* What is needed *
The records appear below. Set down exactly each line from the one that contains "# test: pointer returns one pin per instance of the metal" through the last, both included.

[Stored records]
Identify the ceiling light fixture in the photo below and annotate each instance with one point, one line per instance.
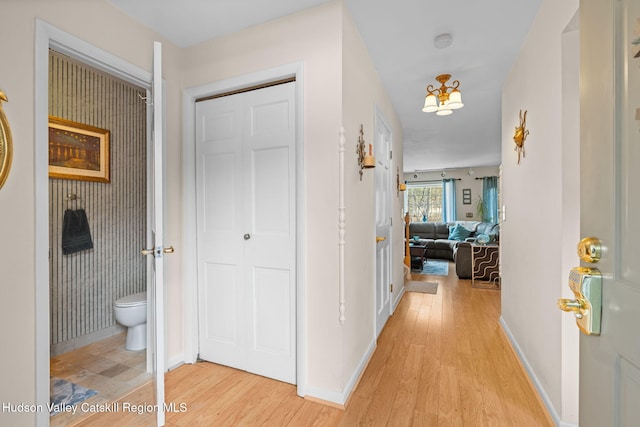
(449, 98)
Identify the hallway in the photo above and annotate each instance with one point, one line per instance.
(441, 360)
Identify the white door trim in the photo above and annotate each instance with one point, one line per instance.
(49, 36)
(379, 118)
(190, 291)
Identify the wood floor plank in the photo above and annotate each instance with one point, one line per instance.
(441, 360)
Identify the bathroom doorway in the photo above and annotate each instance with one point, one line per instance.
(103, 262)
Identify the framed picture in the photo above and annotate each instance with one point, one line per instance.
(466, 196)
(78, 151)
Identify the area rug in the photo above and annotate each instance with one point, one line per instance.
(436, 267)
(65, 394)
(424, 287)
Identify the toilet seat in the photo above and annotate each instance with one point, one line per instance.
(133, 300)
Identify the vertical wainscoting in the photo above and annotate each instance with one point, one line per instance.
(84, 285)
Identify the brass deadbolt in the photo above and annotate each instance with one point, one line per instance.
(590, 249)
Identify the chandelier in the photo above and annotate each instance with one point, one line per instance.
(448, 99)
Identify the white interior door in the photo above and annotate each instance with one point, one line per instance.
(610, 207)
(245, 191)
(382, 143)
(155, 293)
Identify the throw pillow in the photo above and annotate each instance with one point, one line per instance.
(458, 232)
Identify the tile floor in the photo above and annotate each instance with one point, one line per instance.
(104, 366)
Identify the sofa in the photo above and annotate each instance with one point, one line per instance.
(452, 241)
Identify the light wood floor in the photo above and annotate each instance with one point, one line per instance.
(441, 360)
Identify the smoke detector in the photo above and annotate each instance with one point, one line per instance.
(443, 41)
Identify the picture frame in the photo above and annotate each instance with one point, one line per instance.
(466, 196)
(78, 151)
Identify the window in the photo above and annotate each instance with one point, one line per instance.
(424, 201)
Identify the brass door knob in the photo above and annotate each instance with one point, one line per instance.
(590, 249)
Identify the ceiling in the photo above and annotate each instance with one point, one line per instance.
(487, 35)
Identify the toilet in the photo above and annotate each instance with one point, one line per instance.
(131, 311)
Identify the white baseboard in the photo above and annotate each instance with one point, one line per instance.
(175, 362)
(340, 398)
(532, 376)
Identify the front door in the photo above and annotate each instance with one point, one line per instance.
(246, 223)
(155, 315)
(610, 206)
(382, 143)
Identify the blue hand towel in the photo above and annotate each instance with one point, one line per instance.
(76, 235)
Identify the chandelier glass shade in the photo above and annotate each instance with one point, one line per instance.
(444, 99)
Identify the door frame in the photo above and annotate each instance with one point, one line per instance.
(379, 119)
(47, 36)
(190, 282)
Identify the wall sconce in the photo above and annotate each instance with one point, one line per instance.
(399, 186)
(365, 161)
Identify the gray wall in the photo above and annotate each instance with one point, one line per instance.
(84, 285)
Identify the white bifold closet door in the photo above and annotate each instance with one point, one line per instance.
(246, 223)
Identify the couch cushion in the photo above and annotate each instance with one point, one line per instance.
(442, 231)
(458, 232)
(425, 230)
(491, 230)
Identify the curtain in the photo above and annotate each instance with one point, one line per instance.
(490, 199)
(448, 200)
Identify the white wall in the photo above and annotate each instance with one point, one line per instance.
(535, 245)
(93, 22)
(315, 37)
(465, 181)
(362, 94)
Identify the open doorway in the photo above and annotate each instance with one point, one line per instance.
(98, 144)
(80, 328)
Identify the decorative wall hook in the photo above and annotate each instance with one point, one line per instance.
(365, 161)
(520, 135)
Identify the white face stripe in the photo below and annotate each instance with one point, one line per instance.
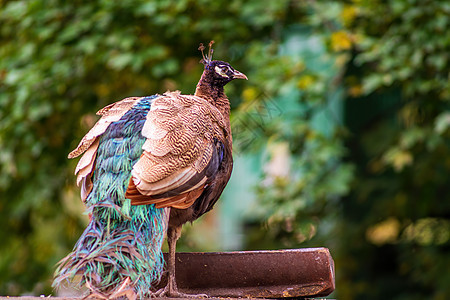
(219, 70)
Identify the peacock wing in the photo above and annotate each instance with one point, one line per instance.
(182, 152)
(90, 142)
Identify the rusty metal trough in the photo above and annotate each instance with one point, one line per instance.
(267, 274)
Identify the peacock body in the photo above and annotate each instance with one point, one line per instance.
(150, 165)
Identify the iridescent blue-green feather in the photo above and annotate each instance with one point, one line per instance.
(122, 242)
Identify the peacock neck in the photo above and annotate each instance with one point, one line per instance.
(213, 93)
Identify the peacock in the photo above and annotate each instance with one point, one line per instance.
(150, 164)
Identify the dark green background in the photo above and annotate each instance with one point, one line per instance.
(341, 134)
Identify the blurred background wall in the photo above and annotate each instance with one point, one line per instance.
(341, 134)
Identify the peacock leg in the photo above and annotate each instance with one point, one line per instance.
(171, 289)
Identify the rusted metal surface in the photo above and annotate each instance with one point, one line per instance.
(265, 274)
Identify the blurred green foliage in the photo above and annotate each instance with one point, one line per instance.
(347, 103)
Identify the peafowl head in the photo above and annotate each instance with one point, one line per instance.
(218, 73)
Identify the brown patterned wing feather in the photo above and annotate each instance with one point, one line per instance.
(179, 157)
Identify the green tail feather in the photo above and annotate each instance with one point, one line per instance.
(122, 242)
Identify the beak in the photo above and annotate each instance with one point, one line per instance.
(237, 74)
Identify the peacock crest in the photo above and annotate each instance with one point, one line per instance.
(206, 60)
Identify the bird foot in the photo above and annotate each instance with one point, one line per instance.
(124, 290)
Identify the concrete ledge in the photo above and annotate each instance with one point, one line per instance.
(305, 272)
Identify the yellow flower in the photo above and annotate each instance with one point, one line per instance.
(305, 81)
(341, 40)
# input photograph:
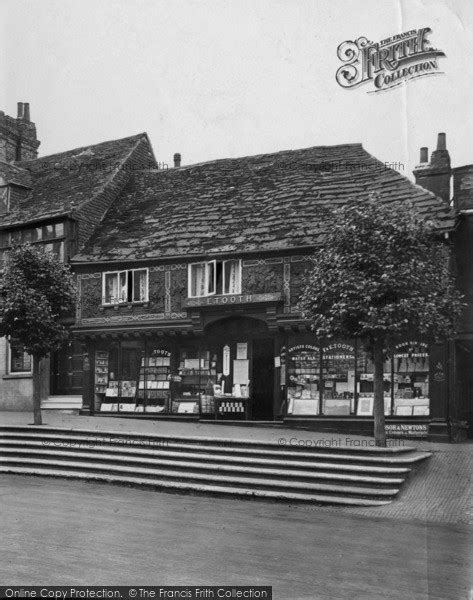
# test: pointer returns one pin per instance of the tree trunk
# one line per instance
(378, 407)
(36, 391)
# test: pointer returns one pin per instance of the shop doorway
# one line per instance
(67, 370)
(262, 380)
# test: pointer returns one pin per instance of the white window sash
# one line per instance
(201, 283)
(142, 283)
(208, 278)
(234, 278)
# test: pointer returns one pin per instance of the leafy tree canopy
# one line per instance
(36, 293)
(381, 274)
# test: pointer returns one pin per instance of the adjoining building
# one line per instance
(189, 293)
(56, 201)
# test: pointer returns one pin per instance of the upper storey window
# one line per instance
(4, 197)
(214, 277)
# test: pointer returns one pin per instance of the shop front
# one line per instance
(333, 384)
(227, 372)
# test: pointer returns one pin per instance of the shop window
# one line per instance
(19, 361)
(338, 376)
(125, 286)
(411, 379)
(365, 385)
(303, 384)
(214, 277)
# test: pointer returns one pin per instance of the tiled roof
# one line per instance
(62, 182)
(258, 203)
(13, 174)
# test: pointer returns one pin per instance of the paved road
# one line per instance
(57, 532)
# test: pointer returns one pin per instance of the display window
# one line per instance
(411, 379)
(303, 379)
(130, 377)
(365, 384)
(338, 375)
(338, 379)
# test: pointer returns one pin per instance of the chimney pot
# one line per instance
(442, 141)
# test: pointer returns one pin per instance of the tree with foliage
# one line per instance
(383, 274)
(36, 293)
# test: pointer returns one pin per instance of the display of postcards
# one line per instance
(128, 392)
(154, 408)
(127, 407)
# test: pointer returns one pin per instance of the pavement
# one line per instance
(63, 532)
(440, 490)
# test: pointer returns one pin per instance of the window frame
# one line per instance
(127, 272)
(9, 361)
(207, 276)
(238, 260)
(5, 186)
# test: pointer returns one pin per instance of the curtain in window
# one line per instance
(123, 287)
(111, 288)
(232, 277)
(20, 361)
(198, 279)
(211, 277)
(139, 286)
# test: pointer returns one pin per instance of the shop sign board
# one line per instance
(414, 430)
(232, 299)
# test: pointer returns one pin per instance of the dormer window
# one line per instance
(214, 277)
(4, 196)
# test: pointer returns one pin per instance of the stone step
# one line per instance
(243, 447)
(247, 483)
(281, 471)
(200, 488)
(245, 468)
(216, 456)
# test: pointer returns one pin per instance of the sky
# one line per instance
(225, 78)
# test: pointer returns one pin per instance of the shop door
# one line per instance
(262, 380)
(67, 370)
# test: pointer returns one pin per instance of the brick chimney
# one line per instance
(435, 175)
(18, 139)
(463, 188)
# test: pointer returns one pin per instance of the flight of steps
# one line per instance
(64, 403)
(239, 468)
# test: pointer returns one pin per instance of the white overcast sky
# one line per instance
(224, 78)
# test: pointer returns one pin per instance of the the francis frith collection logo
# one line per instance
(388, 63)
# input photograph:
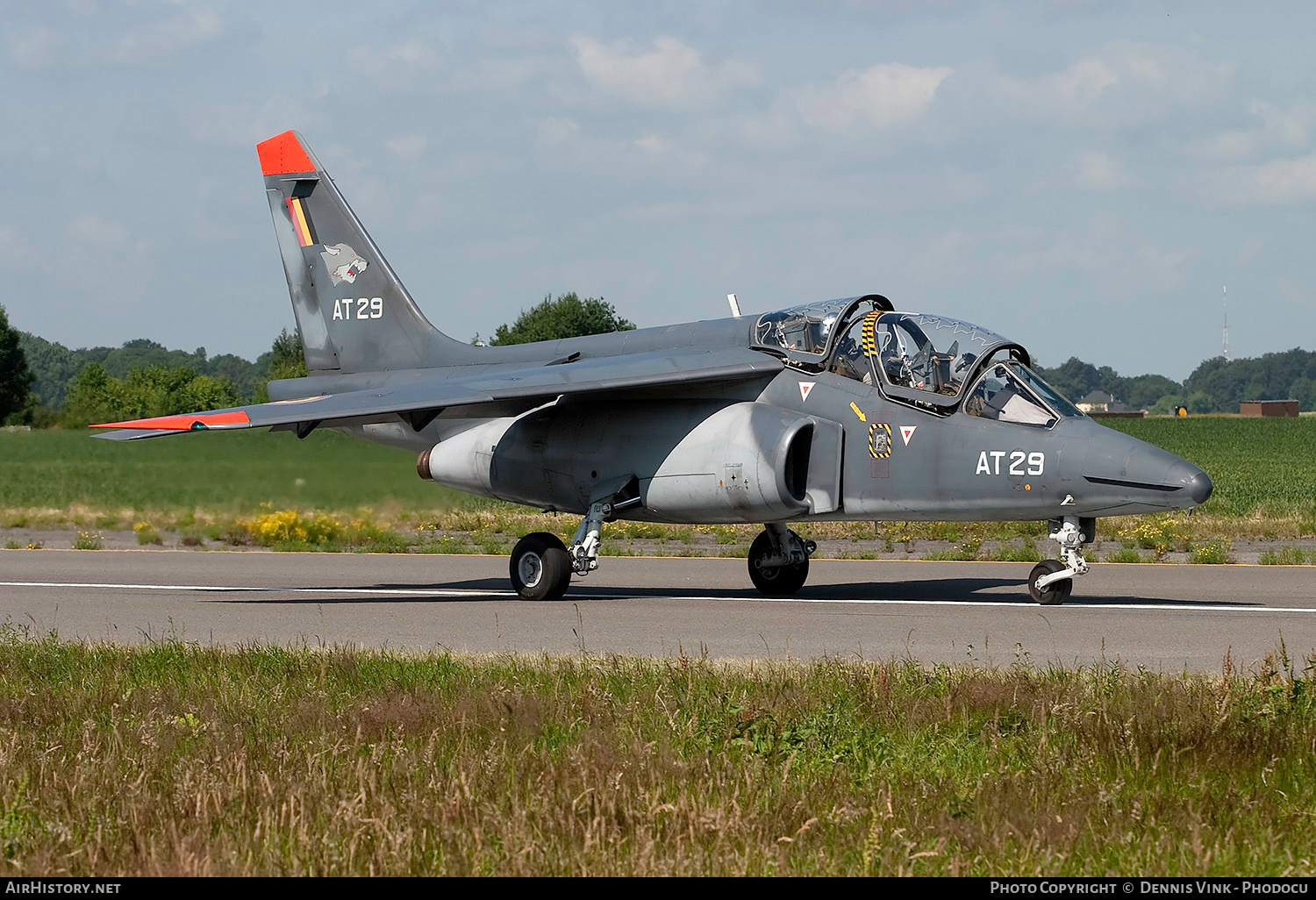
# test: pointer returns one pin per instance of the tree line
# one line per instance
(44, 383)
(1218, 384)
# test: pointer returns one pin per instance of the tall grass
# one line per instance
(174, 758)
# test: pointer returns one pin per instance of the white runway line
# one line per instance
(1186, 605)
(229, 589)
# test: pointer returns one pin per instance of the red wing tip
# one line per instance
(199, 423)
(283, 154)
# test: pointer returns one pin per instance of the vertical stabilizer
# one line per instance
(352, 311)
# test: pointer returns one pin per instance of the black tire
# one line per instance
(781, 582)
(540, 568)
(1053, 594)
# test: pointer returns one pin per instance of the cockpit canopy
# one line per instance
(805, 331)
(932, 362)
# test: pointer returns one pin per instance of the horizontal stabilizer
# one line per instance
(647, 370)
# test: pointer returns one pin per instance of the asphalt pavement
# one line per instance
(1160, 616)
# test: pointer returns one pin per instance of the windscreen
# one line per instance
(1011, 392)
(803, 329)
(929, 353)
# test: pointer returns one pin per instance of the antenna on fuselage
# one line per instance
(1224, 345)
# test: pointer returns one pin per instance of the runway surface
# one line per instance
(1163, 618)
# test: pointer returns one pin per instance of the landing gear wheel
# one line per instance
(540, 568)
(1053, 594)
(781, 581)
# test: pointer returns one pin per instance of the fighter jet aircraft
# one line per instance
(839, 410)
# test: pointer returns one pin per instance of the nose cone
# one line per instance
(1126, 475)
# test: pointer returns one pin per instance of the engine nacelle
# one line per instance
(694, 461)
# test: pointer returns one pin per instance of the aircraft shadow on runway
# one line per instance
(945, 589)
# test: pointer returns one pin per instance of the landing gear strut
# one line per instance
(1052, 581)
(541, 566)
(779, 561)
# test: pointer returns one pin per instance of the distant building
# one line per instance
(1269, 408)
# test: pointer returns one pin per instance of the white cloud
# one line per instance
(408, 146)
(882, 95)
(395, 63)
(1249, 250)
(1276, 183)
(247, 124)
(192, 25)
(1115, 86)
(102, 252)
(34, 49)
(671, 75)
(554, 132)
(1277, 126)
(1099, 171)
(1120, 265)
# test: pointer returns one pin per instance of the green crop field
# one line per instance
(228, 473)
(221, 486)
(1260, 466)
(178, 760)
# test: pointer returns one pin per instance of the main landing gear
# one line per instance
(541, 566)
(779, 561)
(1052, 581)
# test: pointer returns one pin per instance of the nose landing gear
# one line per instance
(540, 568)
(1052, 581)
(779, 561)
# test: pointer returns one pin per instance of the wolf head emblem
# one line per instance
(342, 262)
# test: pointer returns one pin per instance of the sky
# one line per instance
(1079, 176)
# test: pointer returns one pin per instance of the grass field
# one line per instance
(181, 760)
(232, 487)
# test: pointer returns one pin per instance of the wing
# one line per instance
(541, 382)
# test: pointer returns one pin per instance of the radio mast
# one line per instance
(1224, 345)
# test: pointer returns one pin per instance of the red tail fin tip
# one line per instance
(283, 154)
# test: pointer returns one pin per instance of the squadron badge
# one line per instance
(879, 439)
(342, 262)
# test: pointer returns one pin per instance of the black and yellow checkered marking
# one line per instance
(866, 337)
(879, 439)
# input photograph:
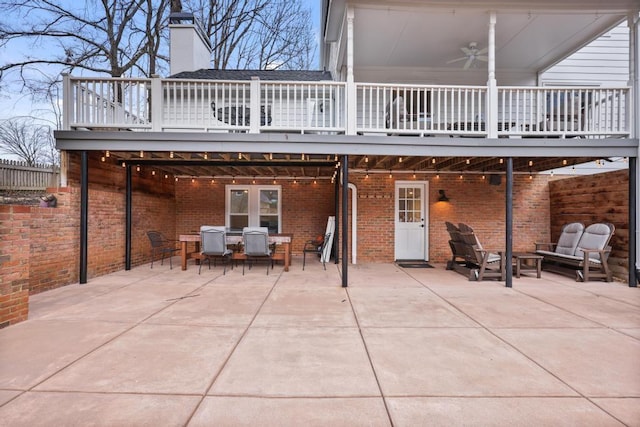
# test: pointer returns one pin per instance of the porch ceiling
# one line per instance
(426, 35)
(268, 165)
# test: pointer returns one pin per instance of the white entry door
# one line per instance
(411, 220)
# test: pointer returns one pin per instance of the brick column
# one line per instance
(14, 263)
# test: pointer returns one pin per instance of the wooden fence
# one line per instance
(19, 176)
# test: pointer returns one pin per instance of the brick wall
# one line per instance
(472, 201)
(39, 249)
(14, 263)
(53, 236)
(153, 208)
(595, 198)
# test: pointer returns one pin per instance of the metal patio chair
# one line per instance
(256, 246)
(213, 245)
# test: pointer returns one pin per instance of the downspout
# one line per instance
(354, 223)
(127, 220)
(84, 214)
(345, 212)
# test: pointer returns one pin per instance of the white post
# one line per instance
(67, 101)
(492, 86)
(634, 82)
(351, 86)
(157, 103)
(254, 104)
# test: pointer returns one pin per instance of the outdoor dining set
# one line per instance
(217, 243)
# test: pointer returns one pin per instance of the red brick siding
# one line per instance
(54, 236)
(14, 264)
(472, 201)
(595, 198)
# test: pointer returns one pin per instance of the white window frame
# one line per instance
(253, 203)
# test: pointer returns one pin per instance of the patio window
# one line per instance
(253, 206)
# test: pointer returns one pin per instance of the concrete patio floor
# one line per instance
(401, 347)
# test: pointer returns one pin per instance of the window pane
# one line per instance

* Output for this task *
# test: pointer returns one pin per instance of the metal patio chair
# one line per instance
(256, 246)
(213, 245)
# test: pointer returns one pin per instance of the downspout
# one line per instance
(354, 223)
(127, 220)
(84, 214)
(345, 212)
# test: pointer returns one pin per instance of the white post
# one line per instance
(67, 101)
(492, 86)
(634, 82)
(351, 86)
(157, 103)
(254, 104)
# test: pointer returns one pin per instance of the outdoor dining set
# one line per instance
(217, 243)
# test: pointer returns one pin per instance of the red brick siding
# one line per instance
(54, 236)
(14, 264)
(472, 201)
(595, 198)
# test: pointer returns one pin per instance of the white window frame
# one line per instance
(253, 203)
# test: pointer returns one pin per instance of the patio window
# one line per instance
(253, 206)
# test: pointer returns one pin per instance of the concrete patio floor
# one line per instance
(401, 347)
# test: pointer returns one pin per instance of the window pane
# one line per instance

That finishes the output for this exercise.